We’re all animals in this jungle of life trying to survive, however; if we live a higher law,  we can help someone else live more completely, by making it easier for them to survive.

We can sit on the sidelines and watch life pass us by or we can get on the court and make a difference in the outcome of the team.  If it is to be, it is truly up to me.  Sometimes the team that we choose may only be yourself and God.  However, with God, nothing is impossible😇.

Presence

December 28, 2016

Today I choose to be present in my life.  I choose to embrace today with power and strength.  I have come to realize that this very moment, this very second, this very minute is my life.  I have a choice to be present in my life.

We spend far too many days regretting the past, worrying about yesterday and so consumed with the future that today, the only day that really matters, gets swept under the rug.

I have chosen to be present today.  I choose  to be happy, to find joy in the beauty and stillness that surrounds me.  It is the dawning of a new day and  endless possibilities for an even brighter tomorrow.

I know God lives, I know he loves me, I know that no matter how tough some days can be, he will always love me.

There is a Primary song called “Keep The Commandments”.  It speaks of safety, peace and blessings.  There is an Incredible assurance from a higher source that keeping God’s commandments is like life insurance.  When we die, life insurance gives us a financial protection that brings peace in this temporal world.  However; keeping God’s commandments gives us a spiritual peace that money cannot buy.  The assurance that God is good, that this life is really only temporary,  and every choice we make down here determines where we will be up there.

Today I choose goodness, kindness, service, love, peace and an everlasting stillnesss that reminds me that if tomorrow never comes, the people who matter most in my life will know how much I truly love them.

Yearerday is history, tomorrow is a mystery, today is a gift from God.  Today I choose my thoughts, my actions, my steps, my destiny.  Today is the beginning of endless possibilities.  Today marks the beginning of something that I can control. I am going to make it the best day it can possibly be.  First and foremost I will love myself, then I will put God first, my spouse second, my family third and those around me fourth.  I know that if I do this, I can truly be happy.

PAUSE❤️

I have come to realize that life is a series of events that either make us or break us.  Everyone goes through times where we wonder why.   Why am I going through this?  Why did this happen to me?  This is not anything I would of ever chosen and I just want to stop time.

I remember when I was a little girl I asked for a tape recorder for Christmas.  I loved to record my voice and I would pretend to be Howard Corsel and my brother was Mahabad Ali.  I would interview him and record our voices.  I was in my element and I thought being an interviewer would be fun.  I always thought I would be in front of people making them laugh and I had a strong desire to help people.

However, my life has taken many twists and turns.  I still have the same dream, but my path has taken a different course.

Lines of data

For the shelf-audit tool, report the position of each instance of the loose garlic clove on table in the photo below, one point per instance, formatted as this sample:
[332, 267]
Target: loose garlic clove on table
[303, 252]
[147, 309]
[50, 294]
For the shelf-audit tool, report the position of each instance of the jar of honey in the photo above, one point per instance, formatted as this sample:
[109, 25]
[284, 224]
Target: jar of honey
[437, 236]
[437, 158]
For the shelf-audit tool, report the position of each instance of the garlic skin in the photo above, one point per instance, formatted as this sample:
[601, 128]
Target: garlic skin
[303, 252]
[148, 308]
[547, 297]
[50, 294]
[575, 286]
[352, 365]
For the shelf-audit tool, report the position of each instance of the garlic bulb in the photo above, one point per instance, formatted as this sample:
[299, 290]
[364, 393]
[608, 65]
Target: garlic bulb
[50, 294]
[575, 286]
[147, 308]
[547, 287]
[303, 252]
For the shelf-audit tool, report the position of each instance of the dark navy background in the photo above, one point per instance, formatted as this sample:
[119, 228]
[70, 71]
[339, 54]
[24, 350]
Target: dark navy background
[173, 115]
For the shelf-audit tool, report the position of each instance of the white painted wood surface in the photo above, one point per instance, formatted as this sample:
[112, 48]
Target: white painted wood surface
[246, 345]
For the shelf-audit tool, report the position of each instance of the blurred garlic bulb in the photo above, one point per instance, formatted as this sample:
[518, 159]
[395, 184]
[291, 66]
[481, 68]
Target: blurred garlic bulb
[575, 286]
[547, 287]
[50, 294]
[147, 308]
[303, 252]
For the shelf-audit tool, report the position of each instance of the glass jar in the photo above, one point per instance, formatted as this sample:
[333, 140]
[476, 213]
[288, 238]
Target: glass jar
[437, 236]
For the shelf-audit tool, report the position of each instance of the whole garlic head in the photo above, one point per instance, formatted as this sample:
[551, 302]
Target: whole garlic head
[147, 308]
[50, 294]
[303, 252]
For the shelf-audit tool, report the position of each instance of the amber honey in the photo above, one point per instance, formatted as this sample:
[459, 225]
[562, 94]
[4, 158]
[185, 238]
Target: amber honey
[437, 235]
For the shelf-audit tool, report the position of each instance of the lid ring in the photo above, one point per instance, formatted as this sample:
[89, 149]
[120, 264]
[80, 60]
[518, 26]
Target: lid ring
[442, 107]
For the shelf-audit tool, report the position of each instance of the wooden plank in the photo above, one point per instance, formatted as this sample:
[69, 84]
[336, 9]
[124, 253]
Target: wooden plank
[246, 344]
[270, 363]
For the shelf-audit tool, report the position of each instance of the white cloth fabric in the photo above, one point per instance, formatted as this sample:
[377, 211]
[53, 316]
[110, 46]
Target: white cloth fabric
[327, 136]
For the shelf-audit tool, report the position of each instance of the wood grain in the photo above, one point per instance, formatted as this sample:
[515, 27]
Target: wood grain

◆ SET TASK 1
Using the reflection, answer each question briefly.
(a) What date appears under the heading "Presence"?
(b) What is the name of the Primary song that the reflection mentions?
(c) What did the writer ask for at Christmas as a child?
◆ SET TASK 2
Reproduce the passage of the reflection that begins at the words "We spend far" and stops after the words "always love me.".

◆ TASK ANSWER 1
(a) December 28, 2016
(b) "Keep The Commandments"
(c) A tape recorder

◆ TASK ANSWER 2
We spend far too many days regretting the past, worrying about yesterday and so consumed with the future that today, the only day that really matters, gets swept under the rug.

I have chosen to be present today.  I choose  to be happy, to find joy in the beauty and stillness that surrounds me.  It is the dawning of a new day and  endless possibilities for an even brighter tomorrow.

I know God lives, I know he loves me, I know that no matter how tough some days can be, he will always love me.